| Task directions |
Pictures do not belong in the copy; restate the records below word for word.

□ □ □ □

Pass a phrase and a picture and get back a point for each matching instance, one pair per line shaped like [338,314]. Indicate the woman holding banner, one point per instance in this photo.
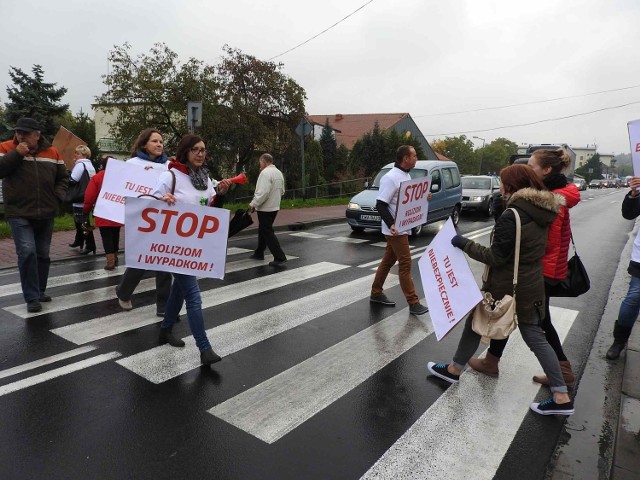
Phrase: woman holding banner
[192,185]
[148,152]
[537,208]
[548,165]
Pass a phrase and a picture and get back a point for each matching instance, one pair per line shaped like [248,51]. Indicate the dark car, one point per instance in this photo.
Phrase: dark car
[478,192]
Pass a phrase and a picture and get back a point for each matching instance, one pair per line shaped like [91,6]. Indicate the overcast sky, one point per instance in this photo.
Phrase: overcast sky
[424,57]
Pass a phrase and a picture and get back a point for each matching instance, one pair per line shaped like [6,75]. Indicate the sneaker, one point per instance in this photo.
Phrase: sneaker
[382,299]
[550,407]
[418,309]
[440,371]
[34,306]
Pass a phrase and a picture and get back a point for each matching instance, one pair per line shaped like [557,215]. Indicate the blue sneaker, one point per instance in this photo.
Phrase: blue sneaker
[550,407]
[440,371]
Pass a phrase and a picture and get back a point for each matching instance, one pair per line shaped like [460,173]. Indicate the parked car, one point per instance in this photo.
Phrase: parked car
[478,192]
[580,183]
[446,191]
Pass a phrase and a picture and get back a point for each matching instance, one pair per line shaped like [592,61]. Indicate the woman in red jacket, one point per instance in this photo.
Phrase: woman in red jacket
[109,231]
[548,165]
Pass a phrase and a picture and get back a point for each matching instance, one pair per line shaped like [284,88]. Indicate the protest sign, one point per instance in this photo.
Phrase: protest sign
[634,140]
[449,286]
[122,179]
[183,238]
[413,203]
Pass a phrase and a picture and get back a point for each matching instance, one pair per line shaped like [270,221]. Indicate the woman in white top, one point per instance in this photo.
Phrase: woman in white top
[192,185]
[81,157]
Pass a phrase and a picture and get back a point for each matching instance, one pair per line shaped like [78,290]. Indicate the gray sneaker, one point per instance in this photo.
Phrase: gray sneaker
[382,299]
[418,309]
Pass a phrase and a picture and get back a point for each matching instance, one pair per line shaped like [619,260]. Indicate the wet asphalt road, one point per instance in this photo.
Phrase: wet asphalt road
[100,419]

□ □ □ □

| Exercise response |
Pass a phrase and a picture and get back a point for each matching instance, one pair per line shaped like [338,314]. Indicate the woman holding banner, one point per instance in this photo.
Phrase: woman holding banner
[192,185]
[148,152]
[537,208]
[548,165]
Pass a phrase and a picture and get back a point for each matching instance, one pair per line shaped like [248,51]. Indicate the dark car, one point per instance in this photo.
Phrase: dark car
[478,192]
Pass a phrase and a picture and get back a point for each matching instance, one pair per line shaped like [91,6]. Indicate the overcast sky, one point per instance in this photo.
Phrase: overcast sky
[424,57]
Pass a phrase and a picture and get back a point for each matching instance, one pair per line shaped like [6,75]. Indicate the sneaker, one point per instance in this photo.
Phrase: sneaker
[382,299]
[550,407]
[418,309]
[440,371]
[34,306]
Pass a phrase and a picture and get back a point for each matching instance, one pair per line shaped like [557,215]. Indicate the blue sneaker, one point per instance in this photo.
Phrase: blue sneaker
[550,407]
[440,371]
Pass a phrase and a picture and get back a point for each matching instance, one pair per line shaped like [460,173]. Indicate the parked car, one point per instance in this photo.
Phrase: parked car
[478,192]
[580,183]
[446,191]
Pass a phrase and a picture and get back a point for each matching instance, one pair per line shaped like [592,61]. Indicate the woman in red jacket, one point per instance in this photo.
Phrase: woman in red jacket
[109,231]
[548,165]
Pass a phrase and a picture and get back a point for each matching instance, one pair per line shaped like [284,88]. Indicate the protest sign, one point per instance in this photo.
Phrase: protest sign
[634,140]
[449,286]
[122,179]
[183,238]
[413,203]
Pass a phrase and a picture and get back a point for each matching instance, one pair per line shaped like [270,221]. Indicate the woman in white top, one point per instance in this photo.
Phrase: woman in white top
[192,185]
[81,157]
Pass a phrase and a picture and get back a point for each matching instance, one pair per line shaped like [78,290]. Indicate the gray sneaker, one point per instance in this photo.
Phrase: gray sneaker
[382,299]
[418,309]
Pass a phrase and a picture and get back a point for each matching instance, one pair per line shaped like [619,260]. Indicate the wet asphalt road, one point per instance in this photo.
Phrase: wet asphalt road
[100,419]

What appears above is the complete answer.